Data entries
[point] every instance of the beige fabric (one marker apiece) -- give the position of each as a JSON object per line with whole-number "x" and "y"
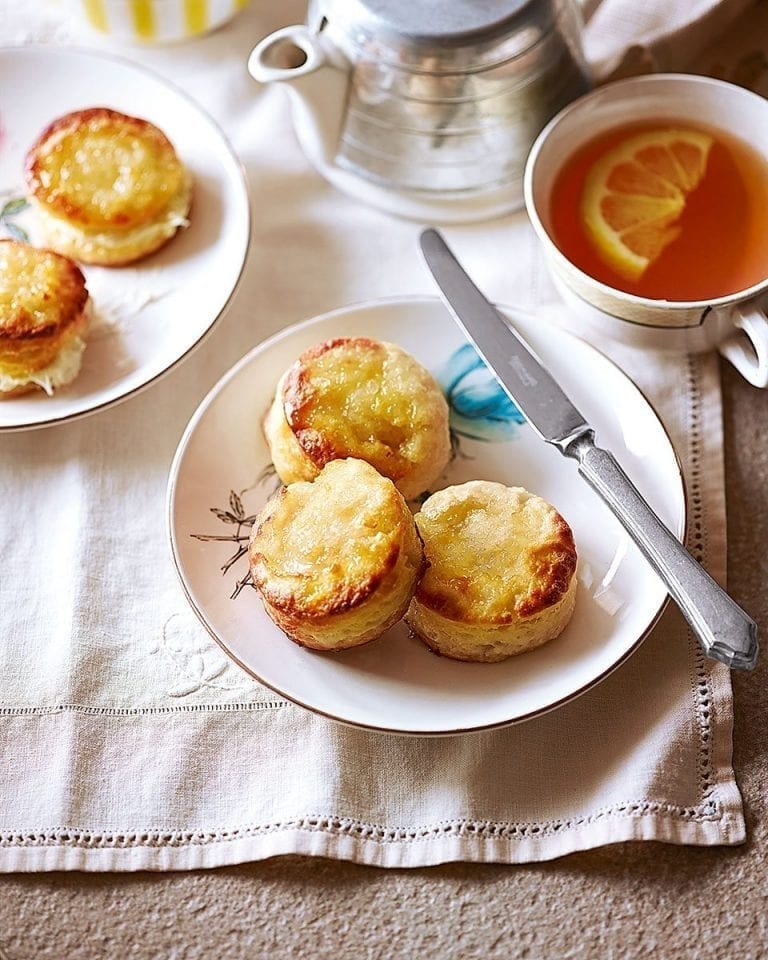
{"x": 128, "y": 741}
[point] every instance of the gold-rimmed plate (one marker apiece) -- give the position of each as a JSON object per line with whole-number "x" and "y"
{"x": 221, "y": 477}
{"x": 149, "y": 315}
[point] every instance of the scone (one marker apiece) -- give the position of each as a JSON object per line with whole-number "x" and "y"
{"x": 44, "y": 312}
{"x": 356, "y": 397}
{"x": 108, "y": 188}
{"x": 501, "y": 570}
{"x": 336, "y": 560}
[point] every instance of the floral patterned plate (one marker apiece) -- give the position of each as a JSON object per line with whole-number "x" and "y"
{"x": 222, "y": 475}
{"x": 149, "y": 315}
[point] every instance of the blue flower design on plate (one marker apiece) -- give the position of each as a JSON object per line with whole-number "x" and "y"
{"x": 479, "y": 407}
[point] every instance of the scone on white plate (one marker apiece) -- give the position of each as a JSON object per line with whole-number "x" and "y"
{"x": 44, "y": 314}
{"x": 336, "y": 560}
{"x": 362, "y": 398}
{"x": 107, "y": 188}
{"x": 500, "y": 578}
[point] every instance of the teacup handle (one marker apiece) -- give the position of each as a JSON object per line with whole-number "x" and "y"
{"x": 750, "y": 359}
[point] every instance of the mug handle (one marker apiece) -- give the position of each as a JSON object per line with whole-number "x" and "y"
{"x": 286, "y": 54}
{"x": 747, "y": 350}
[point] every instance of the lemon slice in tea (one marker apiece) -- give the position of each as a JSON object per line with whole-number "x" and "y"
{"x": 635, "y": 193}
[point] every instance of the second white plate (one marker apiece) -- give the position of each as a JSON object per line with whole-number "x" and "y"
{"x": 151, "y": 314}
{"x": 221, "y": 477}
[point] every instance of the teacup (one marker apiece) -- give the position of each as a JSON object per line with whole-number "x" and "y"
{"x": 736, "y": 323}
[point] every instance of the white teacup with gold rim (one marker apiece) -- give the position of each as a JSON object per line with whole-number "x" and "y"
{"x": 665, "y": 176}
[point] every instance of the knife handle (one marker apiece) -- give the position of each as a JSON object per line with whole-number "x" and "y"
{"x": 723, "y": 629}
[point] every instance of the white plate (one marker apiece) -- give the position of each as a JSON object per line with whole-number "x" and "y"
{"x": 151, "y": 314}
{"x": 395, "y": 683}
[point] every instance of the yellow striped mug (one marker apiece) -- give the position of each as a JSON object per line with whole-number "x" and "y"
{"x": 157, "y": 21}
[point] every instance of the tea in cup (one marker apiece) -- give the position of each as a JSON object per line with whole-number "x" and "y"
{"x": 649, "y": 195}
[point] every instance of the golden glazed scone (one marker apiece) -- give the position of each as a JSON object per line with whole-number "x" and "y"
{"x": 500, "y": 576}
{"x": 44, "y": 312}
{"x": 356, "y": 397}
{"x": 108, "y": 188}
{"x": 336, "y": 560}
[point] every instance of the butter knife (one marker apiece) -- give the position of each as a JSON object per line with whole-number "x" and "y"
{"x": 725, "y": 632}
* * *
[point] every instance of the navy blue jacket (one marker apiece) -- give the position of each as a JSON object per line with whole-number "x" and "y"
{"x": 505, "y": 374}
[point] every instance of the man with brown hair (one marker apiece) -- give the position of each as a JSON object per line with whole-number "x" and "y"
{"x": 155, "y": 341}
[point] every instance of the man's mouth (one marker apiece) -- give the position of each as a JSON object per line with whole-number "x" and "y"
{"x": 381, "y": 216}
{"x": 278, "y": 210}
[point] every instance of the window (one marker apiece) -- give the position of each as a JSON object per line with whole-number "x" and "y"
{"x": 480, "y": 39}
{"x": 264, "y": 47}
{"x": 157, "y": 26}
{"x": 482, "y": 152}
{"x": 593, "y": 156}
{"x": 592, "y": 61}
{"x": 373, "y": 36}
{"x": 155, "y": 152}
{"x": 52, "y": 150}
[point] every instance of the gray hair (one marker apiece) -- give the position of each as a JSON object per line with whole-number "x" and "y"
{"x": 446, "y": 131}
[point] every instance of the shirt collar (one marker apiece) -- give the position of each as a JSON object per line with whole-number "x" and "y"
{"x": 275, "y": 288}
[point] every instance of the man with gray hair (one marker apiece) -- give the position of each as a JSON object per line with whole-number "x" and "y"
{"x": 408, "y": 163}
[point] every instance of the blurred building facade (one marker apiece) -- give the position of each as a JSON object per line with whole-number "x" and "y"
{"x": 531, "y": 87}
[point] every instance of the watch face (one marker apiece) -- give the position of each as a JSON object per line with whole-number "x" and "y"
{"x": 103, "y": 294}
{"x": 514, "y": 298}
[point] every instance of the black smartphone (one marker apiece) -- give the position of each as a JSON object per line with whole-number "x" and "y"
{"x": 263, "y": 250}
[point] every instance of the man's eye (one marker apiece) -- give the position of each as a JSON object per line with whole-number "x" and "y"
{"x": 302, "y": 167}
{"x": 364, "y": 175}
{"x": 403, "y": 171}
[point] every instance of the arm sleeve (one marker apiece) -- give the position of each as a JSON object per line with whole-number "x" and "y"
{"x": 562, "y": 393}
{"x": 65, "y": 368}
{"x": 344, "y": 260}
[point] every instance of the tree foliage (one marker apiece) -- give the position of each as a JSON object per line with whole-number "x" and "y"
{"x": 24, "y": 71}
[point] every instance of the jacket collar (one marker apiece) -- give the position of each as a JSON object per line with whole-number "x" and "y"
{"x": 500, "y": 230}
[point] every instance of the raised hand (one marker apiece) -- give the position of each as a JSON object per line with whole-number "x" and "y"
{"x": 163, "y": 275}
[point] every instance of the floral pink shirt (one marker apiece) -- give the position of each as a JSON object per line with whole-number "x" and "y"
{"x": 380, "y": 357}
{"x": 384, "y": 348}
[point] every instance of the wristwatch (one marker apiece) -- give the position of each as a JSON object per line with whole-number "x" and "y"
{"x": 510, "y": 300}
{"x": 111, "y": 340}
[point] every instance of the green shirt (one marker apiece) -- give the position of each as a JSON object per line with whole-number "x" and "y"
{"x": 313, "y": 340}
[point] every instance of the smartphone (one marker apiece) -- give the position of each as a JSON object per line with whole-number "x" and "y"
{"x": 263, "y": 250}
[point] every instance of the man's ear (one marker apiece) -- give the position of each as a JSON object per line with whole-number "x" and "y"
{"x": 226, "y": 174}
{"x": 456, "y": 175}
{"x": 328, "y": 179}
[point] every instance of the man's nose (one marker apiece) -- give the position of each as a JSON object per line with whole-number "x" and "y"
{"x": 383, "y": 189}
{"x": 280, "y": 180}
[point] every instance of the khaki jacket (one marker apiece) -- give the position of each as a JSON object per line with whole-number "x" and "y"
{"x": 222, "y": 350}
--
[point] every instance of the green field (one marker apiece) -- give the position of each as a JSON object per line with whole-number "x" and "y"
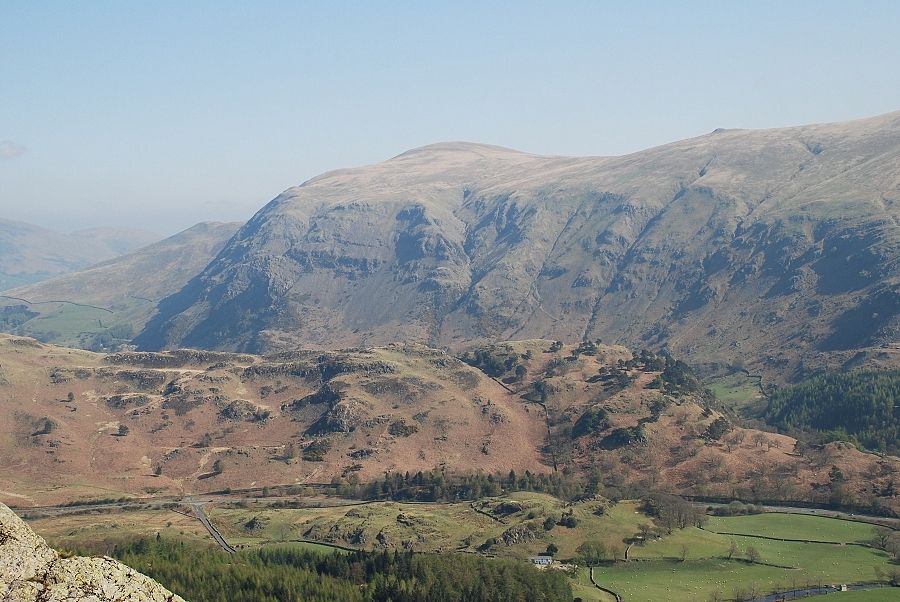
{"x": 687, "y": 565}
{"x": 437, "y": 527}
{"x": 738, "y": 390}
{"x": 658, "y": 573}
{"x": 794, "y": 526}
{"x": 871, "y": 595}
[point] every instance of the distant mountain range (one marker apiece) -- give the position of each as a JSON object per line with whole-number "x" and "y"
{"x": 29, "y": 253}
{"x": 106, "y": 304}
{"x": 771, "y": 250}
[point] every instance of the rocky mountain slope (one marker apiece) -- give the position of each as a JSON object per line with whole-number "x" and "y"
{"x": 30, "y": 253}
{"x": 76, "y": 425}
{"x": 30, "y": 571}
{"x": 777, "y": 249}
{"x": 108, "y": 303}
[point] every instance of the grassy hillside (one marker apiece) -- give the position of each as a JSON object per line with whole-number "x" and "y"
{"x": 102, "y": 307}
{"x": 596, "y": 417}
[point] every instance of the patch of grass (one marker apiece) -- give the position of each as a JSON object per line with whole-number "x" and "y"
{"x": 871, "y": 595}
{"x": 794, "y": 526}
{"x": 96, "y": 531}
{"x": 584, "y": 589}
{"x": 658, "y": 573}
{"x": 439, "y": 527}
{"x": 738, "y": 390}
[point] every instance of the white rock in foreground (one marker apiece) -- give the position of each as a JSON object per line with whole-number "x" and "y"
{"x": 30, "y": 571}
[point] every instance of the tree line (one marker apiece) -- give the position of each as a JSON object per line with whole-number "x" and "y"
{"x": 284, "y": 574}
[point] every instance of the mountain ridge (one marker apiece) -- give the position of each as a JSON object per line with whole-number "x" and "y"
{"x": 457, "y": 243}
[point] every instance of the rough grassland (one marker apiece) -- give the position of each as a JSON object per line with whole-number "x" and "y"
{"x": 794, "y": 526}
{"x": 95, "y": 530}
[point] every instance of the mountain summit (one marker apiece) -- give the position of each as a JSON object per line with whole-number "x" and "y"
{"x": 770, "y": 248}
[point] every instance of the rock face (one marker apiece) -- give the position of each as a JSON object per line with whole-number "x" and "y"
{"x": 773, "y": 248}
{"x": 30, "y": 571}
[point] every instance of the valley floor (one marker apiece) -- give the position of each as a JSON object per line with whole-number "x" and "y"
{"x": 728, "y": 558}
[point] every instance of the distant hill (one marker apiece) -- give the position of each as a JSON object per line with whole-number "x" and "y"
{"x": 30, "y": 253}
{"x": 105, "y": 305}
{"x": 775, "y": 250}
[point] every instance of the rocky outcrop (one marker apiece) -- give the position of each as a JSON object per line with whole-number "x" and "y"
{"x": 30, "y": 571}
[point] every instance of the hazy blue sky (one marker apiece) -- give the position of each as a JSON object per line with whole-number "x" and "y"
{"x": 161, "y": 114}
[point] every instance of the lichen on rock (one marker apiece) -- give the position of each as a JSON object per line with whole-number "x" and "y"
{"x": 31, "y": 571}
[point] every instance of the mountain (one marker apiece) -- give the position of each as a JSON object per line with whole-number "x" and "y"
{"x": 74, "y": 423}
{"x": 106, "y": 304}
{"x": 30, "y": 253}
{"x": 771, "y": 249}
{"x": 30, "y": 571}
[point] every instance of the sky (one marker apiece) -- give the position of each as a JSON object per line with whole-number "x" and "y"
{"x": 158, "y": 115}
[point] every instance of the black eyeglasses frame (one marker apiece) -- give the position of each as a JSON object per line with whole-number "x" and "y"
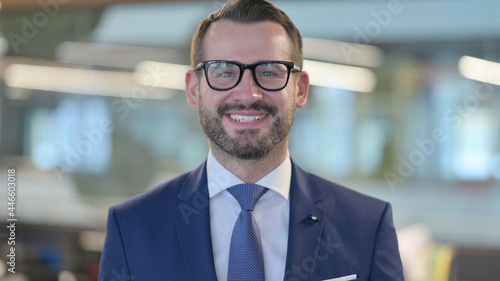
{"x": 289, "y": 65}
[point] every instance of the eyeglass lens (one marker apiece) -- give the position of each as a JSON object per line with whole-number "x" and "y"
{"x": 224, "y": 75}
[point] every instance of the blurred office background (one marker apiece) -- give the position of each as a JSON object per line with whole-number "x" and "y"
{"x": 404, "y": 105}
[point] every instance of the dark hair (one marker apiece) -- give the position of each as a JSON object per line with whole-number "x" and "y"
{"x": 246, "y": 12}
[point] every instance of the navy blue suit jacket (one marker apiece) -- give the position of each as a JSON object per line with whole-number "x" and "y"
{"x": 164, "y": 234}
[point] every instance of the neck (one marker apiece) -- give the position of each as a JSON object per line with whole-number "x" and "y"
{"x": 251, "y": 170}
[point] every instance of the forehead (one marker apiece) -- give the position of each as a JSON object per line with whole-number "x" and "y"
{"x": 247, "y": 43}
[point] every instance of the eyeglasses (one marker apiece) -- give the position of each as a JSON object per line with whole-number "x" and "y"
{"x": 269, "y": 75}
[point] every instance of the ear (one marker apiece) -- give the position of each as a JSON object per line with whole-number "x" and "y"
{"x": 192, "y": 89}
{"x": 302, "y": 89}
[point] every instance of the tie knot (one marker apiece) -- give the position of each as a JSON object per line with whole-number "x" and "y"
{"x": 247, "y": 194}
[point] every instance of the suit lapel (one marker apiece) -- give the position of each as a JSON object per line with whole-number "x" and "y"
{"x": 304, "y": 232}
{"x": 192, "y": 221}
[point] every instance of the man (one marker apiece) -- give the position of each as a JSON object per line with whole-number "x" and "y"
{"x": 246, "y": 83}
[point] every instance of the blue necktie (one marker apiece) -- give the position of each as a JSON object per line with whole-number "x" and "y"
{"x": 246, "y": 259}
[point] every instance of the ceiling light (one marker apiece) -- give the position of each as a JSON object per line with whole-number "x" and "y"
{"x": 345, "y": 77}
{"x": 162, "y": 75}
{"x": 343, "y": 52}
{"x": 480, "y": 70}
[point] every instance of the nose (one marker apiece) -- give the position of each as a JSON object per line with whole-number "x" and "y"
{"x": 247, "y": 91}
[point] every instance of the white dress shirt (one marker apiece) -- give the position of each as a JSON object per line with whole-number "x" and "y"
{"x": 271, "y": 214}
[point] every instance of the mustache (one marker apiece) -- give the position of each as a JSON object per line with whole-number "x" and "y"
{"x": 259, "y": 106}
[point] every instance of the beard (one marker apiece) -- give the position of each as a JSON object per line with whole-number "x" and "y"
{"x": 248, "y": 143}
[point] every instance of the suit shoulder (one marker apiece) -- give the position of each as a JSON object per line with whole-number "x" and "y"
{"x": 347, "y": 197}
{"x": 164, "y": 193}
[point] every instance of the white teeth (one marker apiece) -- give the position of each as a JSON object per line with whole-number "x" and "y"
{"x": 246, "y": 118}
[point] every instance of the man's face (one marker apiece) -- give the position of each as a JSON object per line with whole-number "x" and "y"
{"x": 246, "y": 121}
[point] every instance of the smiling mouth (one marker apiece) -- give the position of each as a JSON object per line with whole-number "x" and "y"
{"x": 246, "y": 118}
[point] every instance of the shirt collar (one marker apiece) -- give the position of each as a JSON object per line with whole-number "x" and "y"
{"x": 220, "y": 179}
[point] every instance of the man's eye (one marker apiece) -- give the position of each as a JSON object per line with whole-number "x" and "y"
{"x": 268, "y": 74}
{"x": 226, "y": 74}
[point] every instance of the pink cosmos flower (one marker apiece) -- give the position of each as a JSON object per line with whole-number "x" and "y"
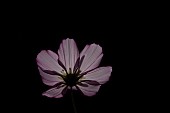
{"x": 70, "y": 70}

**Your instructions**.
Pull out each line of the records that contains the word "pink" and copy every such line in full.

**Solution below**.
[point] every instance of the floral pink shirt (one marker apiece) -- give the position of each as a JSON object per line with whole-number "x" and "y"
[point] every instance of the pink cosmos flower (one marker apiece) -- give the position of each as a JSON object per line with whole-number "x" and "y"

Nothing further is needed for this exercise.